DATASET RECORDS ->

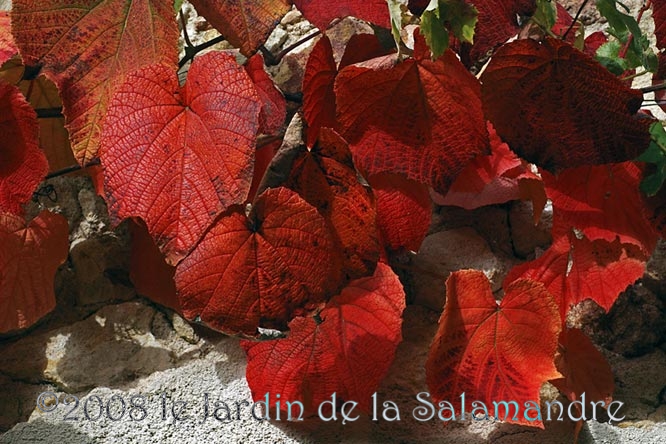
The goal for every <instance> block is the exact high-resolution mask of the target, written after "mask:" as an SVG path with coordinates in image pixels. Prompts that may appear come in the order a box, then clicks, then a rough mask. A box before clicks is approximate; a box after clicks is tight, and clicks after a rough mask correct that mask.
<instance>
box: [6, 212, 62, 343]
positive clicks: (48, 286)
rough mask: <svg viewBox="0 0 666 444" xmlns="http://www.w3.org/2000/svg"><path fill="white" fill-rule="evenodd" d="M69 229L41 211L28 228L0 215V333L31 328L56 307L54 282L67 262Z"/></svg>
mask: <svg viewBox="0 0 666 444" xmlns="http://www.w3.org/2000/svg"><path fill="white" fill-rule="evenodd" d="M68 246H69V227H68V225H67V220H66V219H65V218H64V217H62V216H61V215H59V214H54V213H51V212H49V211H42V212H41V213H39V215H37V217H36V218H34V219H33V220H32V221H31V222H30V224H28V225H27V226H26V223H25V221H24V220H23V218H22V217H18V216H16V215H14V214H11V213H0V333H3V332H7V331H11V330H15V329H19V328H25V327H29V326H30V325H32V324H34V323H35V322H36V321H37V320H38V319H39V318H41V317H42V316H44V315H45V314H46V313H48V312H49V311H51V310H53V308H54V307H55V294H54V292H53V279H54V277H55V272H56V270H57V269H58V267H59V266H60V264H62V263H63V262H65V260H66V259H67V253H68Z"/></svg>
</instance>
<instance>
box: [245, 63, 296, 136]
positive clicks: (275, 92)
mask: <svg viewBox="0 0 666 444" xmlns="http://www.w3.org/2000/svg"><path fill="white" fill-rule="evenodd" d="M245 71H247V73H248V75H249V76H250V78H251V79H252V81H253V82H254V86H256V87H257V94H258V95H259V99H260V100H261V102H262V105H261V112H260V113H259V132H260V133H264V134H273V133H276V132H278V131H280V128H282V125H284V120H285V119H286V117H287V102H286V101H285V100H284V96H283V95H282V92H280V91H279V90H278V89H277V88H276V87H275V83H273V80H272V79H271V78H270V77H269V76H268V74H267V73H266V71H265V70H264V58H263V57H262V55H261V54H258V53H257V54H255V55H253V56H252V57H250V58H249V59H248V61H247V63H246V64H245Z"/></svg>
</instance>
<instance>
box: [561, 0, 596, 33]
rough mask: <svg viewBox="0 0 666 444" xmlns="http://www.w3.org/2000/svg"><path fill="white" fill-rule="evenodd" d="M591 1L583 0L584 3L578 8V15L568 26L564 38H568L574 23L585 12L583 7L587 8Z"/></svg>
mask: <svg viewBox="0 0 666 444" xmlns="http://www.w3.org/2000/svg"><path fill="white" fill-rule="evenodd" d="M589 1H590V0H583V3H581V5H580V7H579V8H578V11H576V15H575V17H574V19H573V21H572V22H571V24H570V25H569V28H567V30H566V32H565V33H564V34H562V40H566V38H567V35H569V32H570V31H571V30H572V29H573V27H574V25H575V24H576V22H577V21H578V18H579V17H580V14H581V13H582V12H583V9H585V7H586V6H587V3H588V2H589Z"/></svg>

WHAT TO WORK ON ->
All of the records need to be reproduced exactly, with each picture omitted.

ANSWER TO THE PROBLEM ->
The goal for every <instance> block is the exact high-resolution mask of the target, written after "mask:" as an SVG path with coordinates in image pixels. Prompts that may appear come in the order a box, then clicks, then a rough mask. A box before clicks is approximate; a box after clicks is tight, and clicks after a rough mask correct that mask.
<instance>
box: [6, 212, 62, 343]
positive clicks: (48, 286)
rough mask: <svg viewBox="0 0 666 444" xmlns="http://www.w3.org/2000/svg"><path fill="white" fill-rule="evenodd" d="M69 229L41 211L28 228L0 215V333L31 328L56 307L54 282L67 262Z"/></svg>
mask: <svg viewBox="0 0 666 444" xmlns="http://www.w3.org/2000/svg"><path fill="white" fill-rule="evenodd" d="M68 246H69V227H68V225H67V220H66V219H65V218H64V217H62V216H61V215H59V214H54V213H51V212H49V211H42V212H41V213H39V215H37V217H36V218H34V219H33V220H32V221H31V222H30V224H28V225H27V226H26V223H25V221H24V220H23V218H22V217H18V216H16V215H14V214H11V213H0V333H3V332H7V331H11V330H15V329H19V328H25V327H29V326H30V325H32V324H34V323H35V322H36V321H37V320H38V319H39V318H41V317H42V316H44V315H45V314H46V313H48V312H49V311H51V310H53V308H54V307H55V294H54V292H53V279H54V277H55V272H56V270H57V269H58V267H59V266H60V264H62V263H63V262H65V260H66V259H67V253H68Z"/></svg>
</instance>
<instance>
box: [245, 63, 296, 136]
positive clicks: (275, 92)
mask: <svg viewBox="0 0 666 444" xmlns="http://www.w3.org/2000/svg"><path fill="white" fill-rule="evenodd" d="M245 71H247V73H248V75H249V76H250V78H251V79H252V81H253V82H254V86H256V87H257V94H258V95H259V99H260V100H261V102H262V105H261V112H260V113H259V132H260V133H264V134H273V133H276V132H278V131H280V128H282V125H284V120H285V119H286V117H287V102H286V101H285V100H284V96H283V95H282V92H280V91H279V90H278V89H277V88H276V87H275V83H273V80H272V79H271V78H270V77H269V76H268V74H267V73H266V71H265V70H264V58H263V57H262V55H261V54H258V53H257V54H255V55H253V56H252V57H250V58H249V59H248V61H247V63H246V64H245Z"/></svg>
</instance>
<instance>
box: [561, 0, 596, 33]
rough mask: <svg viewBox="0 0 666 444" xmlns="http://www.w3.org/2000/svg"><path fill="white" fill-rule="evenodd" d="M591 1L583 0L584 3L578 8V15L568 26L564 38H568L574 23L585 12L583 7L587 8Z"/></svg>
mask: <svg viewBox="0 0 666 444" xmlns="http://www.w3.org/2000/svg"><path fill="white" fill-rule="evenodd" d="M589 1H590V0H583V3H581V5H580V7H579V8H578V11H576V15H575V17H574V19H573V21H572V22H571V24H570V25H569V28H567V30H566V32H565V33H564V34H562V40H566V38H567V35H569V32H570V31H571V30H572V29H573V27H574V25H575V24H576V22H577V21H578V18H579V17H580V14H581V13H582V12H583V9H585V7H586V6H587V3H588V2H589Z"/></svg>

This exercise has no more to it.